## DIRECTIVE
Reproduce verbatim every row from the one containing "Could you please indicate the grass patch" down to the final row below, with both the starting row and the final row included.

<<<<

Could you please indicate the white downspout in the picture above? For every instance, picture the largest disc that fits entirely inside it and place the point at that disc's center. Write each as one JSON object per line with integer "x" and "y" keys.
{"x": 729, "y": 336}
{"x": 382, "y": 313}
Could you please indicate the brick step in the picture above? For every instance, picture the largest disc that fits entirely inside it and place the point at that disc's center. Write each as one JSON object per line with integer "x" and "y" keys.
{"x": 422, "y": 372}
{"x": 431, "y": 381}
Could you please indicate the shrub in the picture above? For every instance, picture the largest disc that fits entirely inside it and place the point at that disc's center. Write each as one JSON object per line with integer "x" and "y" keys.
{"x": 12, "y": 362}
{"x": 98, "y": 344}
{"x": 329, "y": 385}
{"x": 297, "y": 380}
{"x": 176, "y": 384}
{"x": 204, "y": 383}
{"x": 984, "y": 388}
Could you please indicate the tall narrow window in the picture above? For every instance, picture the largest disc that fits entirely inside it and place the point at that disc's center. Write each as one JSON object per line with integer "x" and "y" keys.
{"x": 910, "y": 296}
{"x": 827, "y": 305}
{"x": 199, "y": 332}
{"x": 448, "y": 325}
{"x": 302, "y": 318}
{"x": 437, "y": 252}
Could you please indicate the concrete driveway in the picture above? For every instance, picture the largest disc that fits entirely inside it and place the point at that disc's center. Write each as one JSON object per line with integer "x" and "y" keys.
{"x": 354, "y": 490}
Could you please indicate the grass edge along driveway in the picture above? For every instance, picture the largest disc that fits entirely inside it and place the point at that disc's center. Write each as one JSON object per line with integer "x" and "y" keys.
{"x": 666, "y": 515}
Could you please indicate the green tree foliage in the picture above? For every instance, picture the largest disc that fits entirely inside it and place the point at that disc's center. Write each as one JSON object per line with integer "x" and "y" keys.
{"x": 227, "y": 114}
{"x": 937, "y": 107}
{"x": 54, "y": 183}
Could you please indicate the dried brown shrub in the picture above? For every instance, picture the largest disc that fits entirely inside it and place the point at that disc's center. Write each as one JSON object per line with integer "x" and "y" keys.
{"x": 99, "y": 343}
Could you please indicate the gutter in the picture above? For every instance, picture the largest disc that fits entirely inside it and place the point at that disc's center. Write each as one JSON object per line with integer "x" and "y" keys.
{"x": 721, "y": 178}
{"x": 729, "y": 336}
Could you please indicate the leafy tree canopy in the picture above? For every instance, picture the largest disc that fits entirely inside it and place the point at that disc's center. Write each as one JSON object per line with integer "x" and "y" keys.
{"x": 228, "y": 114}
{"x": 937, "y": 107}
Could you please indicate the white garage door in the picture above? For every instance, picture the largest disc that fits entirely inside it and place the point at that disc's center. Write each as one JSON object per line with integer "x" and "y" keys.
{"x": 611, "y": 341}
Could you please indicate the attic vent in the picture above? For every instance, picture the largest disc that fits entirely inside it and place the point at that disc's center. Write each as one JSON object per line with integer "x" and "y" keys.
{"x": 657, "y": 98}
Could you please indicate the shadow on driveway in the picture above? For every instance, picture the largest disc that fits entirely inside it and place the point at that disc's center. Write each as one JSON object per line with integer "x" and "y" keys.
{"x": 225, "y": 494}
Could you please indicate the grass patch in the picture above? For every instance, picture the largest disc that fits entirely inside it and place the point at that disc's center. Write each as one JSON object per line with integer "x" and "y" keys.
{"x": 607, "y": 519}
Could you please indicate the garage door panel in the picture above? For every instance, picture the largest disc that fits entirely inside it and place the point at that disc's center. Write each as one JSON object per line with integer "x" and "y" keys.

>>>>

## EXERCISE OUTPUT
Could you please indicate the grass patch in the picture above? For every instance, picture the largest disc that fits entirely inside it and place the point at that disc's center. Write each as one JSON object per line with integer "x" and "y" keys.
{"x": 607, "y": 519}
Could you please indicate the garage door panel in the picture above? For every instance, picture the largest disc that fits entirely inside it and place the point at that disc's center. Write each as one JSON object per line with integer "x" and "y" keys.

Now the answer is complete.